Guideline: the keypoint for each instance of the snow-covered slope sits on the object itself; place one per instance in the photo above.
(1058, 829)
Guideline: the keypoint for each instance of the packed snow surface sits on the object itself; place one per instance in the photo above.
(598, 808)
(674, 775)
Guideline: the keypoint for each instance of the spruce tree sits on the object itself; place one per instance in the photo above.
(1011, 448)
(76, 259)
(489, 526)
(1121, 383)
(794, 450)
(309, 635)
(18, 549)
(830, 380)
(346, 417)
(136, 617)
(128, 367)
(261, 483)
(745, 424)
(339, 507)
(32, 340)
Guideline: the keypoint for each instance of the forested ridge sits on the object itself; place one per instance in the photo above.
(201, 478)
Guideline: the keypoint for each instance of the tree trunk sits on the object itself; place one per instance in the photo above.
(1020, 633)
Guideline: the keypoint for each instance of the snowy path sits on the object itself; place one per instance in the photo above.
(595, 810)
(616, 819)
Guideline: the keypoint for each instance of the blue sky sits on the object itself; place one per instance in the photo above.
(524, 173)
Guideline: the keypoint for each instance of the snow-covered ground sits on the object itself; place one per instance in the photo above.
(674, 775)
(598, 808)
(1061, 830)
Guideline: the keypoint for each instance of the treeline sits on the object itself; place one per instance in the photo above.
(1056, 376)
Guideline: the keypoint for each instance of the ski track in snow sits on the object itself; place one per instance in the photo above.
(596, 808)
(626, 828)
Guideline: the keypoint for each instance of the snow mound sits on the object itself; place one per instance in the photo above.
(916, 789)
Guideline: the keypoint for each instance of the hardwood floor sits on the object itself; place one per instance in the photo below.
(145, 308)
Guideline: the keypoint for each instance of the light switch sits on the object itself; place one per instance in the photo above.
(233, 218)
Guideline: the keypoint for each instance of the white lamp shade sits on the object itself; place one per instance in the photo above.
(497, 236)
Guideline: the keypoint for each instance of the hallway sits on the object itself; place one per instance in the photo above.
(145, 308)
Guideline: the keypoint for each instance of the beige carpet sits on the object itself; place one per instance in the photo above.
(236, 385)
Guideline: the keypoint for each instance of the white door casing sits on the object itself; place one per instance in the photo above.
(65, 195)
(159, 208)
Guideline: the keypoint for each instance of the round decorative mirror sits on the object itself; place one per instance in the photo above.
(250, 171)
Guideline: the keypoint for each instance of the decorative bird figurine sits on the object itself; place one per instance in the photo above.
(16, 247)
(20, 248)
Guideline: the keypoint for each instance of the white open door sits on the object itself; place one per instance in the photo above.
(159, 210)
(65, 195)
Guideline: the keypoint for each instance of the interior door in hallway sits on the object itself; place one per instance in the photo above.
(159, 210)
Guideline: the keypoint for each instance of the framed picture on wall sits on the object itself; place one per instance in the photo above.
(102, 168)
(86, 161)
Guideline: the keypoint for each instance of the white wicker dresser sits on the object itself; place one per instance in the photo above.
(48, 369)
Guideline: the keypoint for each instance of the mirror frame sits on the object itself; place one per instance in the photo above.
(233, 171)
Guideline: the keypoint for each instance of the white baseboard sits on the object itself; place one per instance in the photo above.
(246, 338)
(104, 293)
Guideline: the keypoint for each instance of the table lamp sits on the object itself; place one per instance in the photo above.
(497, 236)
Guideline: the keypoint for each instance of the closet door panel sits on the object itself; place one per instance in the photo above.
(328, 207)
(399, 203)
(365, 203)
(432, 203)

= = = = =

■ Instructions to follow
Return every one of the lines above word for word, without changing anything.

■ The solution
Guideline: the keypoint for each instance of the snow-covered slope sits on the object itself; place one per instance in the photo above.
(1058, 829)
Guideline: the keypoint for each instance of the packed snow surface sits on the object itself; place one per instance in the photo above.
(598, 808)
(674, 775)
Guideline: the keypoint for each instance of the spruce tree sits on the object itself; place one per instance in the photo above.
(1011, 448)
(76, 259)
(489, 526)
(1121, 383)
(794, 450)
(309, 635)
(18, 549)
(830, 380)
(346, 417)
(136, 617)
(128, 367)
(261, 483)
(745, 424)
(339, 507)
(32, 340)
Guideline: the keypoint for each instance of the forested ridge sits on the object itself; place one per instance in the photo above.
(201, 478)
Guideline: the keypoint for each instance of the tree trunk sits on the object itself; place one per instance in the photo above.
(1020, 633)
Guideline: the keypoint for each instance of the snowy path sits on the object itself; place one per instance in the photo above.
(595, 810)
(616, 819)
Guideline: the keypoint for each instance of the blue sky sits on the object itself; place one per instance in the photo above.
(524, 173)
Guideline: the keypoint for each instance of the snow-covered ground sits on the object itself; place one per instance in the photo above.
(674, 775)
(598, 808)
(1061, 830)
Guideline: the keypoint for each instance of the treeline sits on the object itself; place one per instance in the photo above.
(1056, 376)
Guideline: the keypoint for each instance of the ski track in snow sits on the object itself; place one per instance in the photo above.
(596, 808)
(626, 828)
Guideline: the keypoint for each instance of the snow mound sits on the object itself; place one per instance in the photo above.
(916, 789)
Guideline: the keypoint for each instance of the hardwood floor sits on the object itself; place one per instance in the photo below.
(145, 308)
Guideline: the keypoint for each instance of the light switch sits on the object itself; place one per instance in the photo above.
(233, 218)
Guideline: the keypoint for each instance of the white lamp shade sits on the object itself; place one per instance in the photo above.
(497, 236)
Guideline: the keypoint for each instance of the hallway sits on the object itself; place one per instance in the photo above.
(145, 308)
Guideline: the keypoint for each instance of the beige carpet sits on the object itself; place one per instance in the photo above.
(236, 385)
Guideline: the keypoint for each instance of the white door casing sits on the object itself; place one per instance in the photo above.
(65, 195)
(159, 208)
Guideline: the keypoint for each instance of the round decorative mirror sits on the object itself; place one per instance in the photo above.
(250, 171)
Guideline: the keypoint for each instance of the decorative bird figurine sits on the object itself; place one per instance in the photo above.
(16, 247)
(20, 248)
Guideline: the keypoint for each instance of the white open door sits on the object itself; place one per instance in the photo above.
(159, 210)
(65, 195)
Guideline: the keypoint for each instance of the interior door in hallway sits on the object itself; place one per instance in the photo above.
(159, 210)
Guideline: the keypoint for each instance of the framed picture on wall sits on the object itself; place one per instance in the photo above.
(102, 168)
(86, 161)
Guideline: the keypoint for each instance of the white wicker dresser sits on the object itself; place one per instance in the photo above.
(48, 369)
Guideline: the keypoint for each instance of the mirror frame sits on the object itself; place one per instance in the photo above.
(233, 171)
Guideline: the keypoint for each instance of the white baseboard sits on the object itself; place one per instance in the photo above.
(246, 338)
(104, 293)
Guideline: the keypoint for each instance of the table lamp sits on the object itself; place one per instance in the photo above.
(497, 236)
Guideline: the keypoint for each instance of the closet door panel sits on the object itself; place one per instance in the photo above.
(328, 207)
(399, 203)
(365, 203)
(432, 203)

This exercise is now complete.